**ENUNCIADO:**
Prossiga o texto sobre o imperador exilado na Madeira, redigindo a sua continuação a partir da última frase apresentada.

Homem de Estado e Cristão preferiu a Paz

Quase poderíamos dizer que a guerra atual da Rússia-Ucrânia, e de quase o todo o mundo, começou há cerca de um século. É uma guerra louca continuada na linha das dinâmicas de lutas de blocos e ideologias que se vêm repetindo. Há um século o elo mais fraco, reduzido a pobre, chegou ao Funchal em novembro de 1921 onde viveu três meses na riqueza da sua fé cristã e na pobreza de imperador do mais antigo império cristão do qual foi desterrado como mendigo. Visto aos olhos dos poderosos e dos riquíssimos de hoje, foi um falhado. Tinha sido um sucessor imperial de terceira apanha, sobrinho-neto de Francisco José I. O primeiro e o segundo deixaram o lugar vago sem o ocuparem. Ele herdou o império em guerra, em ambiente de fome com inimigos de fora e de alguns dos seus onze reinos. Ele a querer a paz, para evitar mais sofrimentos aos súbditos, os amigos a desejarem salvar o império a todo o custo, e os inimigos, internos e externos, a fazer tudo para o dividir e tornar menos cristão e católico; e maçónico.

O seu coração procurava a vontade de Deus e o bem da sua família. Exilado da Áustria,

chegou à Madeira fraco, pobre e doente. Mas sempre rico da vontade de Deus e acompanhado pela esposa, a viver a fé cristã como ele. Ia viver por pouco tempo. 1914-1922 foi período dos mais trágicos; mas esperançosos, do século XX: guerra, fim do império cristão-católico, 17 milhões de mortos; pandemia de 60 milhões de vítimas, Comunismo, Milagre de Fátima, Legião de Maria, Sementes da II Grande Guerra, de Nazismo, Estalinismo, Guerra Fria… A Alemanha não morria de amores pelo império cristão, e facilitou a ida de Lenin e Trotski derrubar o Czar multiplicando desgraças para si e para o mundo inteiro com o estalinismo feroz com efeitos ainda persistentes.

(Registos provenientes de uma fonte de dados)

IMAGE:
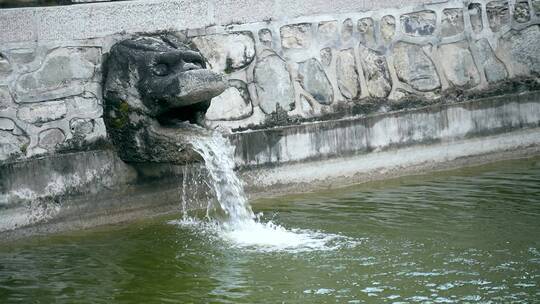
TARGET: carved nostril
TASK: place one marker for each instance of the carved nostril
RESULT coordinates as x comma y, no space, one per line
188,66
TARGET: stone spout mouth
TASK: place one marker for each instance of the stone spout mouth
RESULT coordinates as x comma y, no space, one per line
196,90
198,86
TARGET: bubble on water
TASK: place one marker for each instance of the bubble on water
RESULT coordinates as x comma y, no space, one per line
268,237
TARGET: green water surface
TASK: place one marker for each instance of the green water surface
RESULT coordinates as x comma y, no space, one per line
464,236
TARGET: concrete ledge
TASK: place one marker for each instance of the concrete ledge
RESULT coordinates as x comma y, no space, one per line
395,130
340,172
86,189
94,20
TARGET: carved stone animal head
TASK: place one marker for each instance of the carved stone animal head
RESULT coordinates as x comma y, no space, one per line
150,84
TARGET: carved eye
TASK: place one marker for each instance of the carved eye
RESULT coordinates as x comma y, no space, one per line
161,69
192,66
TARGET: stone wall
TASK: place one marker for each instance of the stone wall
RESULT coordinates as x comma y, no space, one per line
314,66
304,60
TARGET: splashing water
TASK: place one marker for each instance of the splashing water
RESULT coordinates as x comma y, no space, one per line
228,213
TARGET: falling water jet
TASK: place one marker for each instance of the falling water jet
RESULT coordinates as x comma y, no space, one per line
228,212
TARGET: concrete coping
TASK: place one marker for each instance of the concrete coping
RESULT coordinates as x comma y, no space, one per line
100,19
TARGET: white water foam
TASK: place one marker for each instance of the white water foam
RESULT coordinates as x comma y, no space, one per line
234,222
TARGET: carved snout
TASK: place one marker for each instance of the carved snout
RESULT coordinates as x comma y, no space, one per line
198,85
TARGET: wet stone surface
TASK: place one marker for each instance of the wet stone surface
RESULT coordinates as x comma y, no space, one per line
414,67
314,80
452,22
475,13
296,36
419,23
498,14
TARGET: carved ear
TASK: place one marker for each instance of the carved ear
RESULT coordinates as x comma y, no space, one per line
177,40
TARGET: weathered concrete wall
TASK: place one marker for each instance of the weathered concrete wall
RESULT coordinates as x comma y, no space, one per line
285,61
397,130
76,190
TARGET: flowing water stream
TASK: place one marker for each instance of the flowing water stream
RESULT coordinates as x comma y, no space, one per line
463,236
228,212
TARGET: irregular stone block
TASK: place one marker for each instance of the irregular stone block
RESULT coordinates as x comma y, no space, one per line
39,113
314,80
265,37
296,36
420,23
227,52
6,124
273,84
475,13
494,69
522,12
328,31
50,138
366,30
520,50
347,30
59,74
81,127
388,27
5,66
326,56
347,74
12,145
452,22
86,103
414,67
230,105
22,56
5,97
498,14
458,65
378,79
536,7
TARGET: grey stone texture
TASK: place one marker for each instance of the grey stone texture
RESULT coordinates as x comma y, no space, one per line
475,14
522,11
326,56
347,74
536,6
265,37
314,80
328,31
494,69
230,105
152,85
297,58
452,22
414,67
227,53
388,27
347,30
519,49
367,31
458,66
376,72
498,14
273,83
296,36
419,23
63,72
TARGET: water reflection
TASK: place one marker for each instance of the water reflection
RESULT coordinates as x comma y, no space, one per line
465,236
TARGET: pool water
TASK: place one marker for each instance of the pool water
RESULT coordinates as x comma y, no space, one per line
462,236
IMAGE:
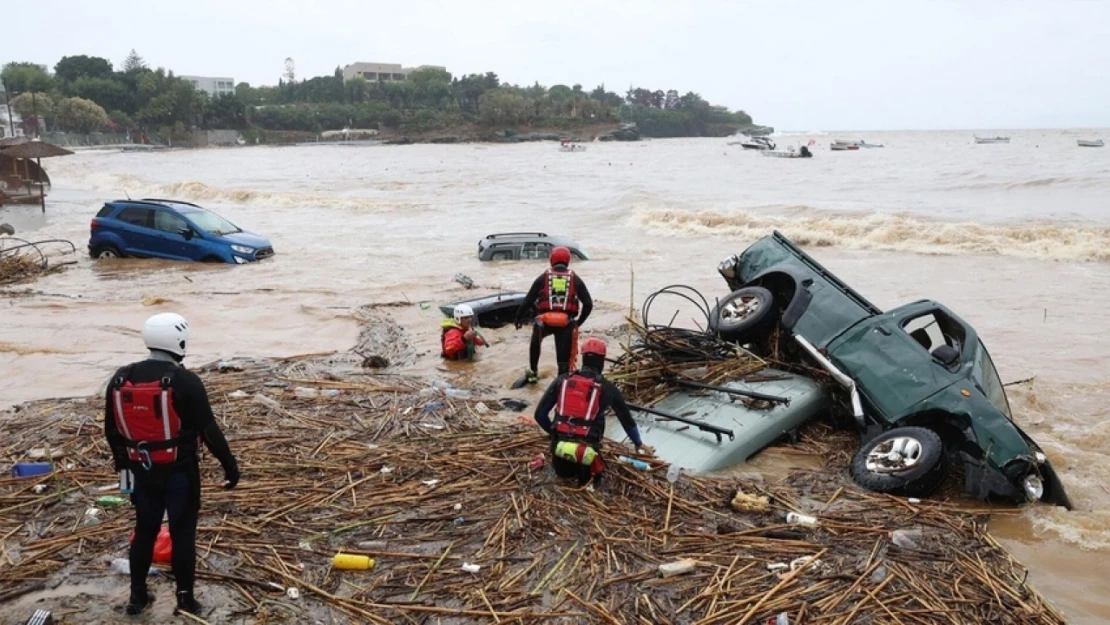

**RESPOSTA AO EXERCÍCIO:**
Humilhado, pobre, doente e a poucas semanas de morrer, a Madre Virgínia Brites da Paixão, à carta de 21 de março de 1922, a pedir que intercedesse pela cura de Carlos de Áustria, responde que Nossa Senhora terá feito saber que espiões tinham desembarcado para o assassinar e denegrir a sua memória; e que seria mais conveniente ele passar antes à vida eterna. Porquê lembrar este último Imperador, que terá sido também o último Homem de Estado e Cristão Católico da Europa (João Paulo II)? Destronaram-no, mas não de uma posição de integridade quase única de há um século ao presente. O que mais temiam os seus inimigos é que como político íntegro e santo o seu nome se perpetuasse na cultura europeia.

Apraz-me lembrar um outro evento centenar, humilde e pobre, de dois Irmãos Hospitaleiros de S. João de Deus que depois de convites de 1907 e 1920, chegaram a 7 de fevereiro de 1922, a pedido do D. Manuel António Ribeiro para prepararem a Quinta do Trapiche para ali assistirem doentes mentais. Hospedaram-se no Seminário (rua do mesmo), terão orado pelo Beato Carlos I de Áustria, quando faleceu a 1 de abril de 1922. Entretanto foram dando os primeiros passos e apelando a benfeitores para os apoiarem na sua missão de hospitalidade a gente pobre de bens e de assistência. Eram os Irmãos Manuel Maria Gonçalves, o superior e António Maria Rodrigues, madeirense, natural de Gaula. Em 5 de maio o senhor bispo D. Manuel António Pereira pediu-lhes que acompanhassem um sacerdote ao Telhal para se tratar. No dia 17 de maio regressou Manuel Maria Gonçalves, agora com o Irmão Sinforiano Lucas Feijão, co-fundador da Casa, até 1927, em que foi fundar a Casa de Saúde em Angra do Heroísmo; e onde deu a vida pela hospitalidade no dia 16 de dezembro de 1949, vítima de agressão de um doente em crise aguda. A Madeira é rica de santos pobres construtores de um mundo melhor que cuide de todos os seus irmãos como Jesus ensinou e deu exemplo e a sua vida por todos na cruz. Não é por acaso que escrevo estas linhas no dia 23 em que nesta Casa cerca duzentas pessoas, dela e da paróquia da Graça, receberam a Cruz da Jornadas Mundial da Juventude. E foi em celebração ao lado da unidade do Beato João de Jesus Adradas que em 1924 a inaugurou esta Casa com cerca de 40 doentes.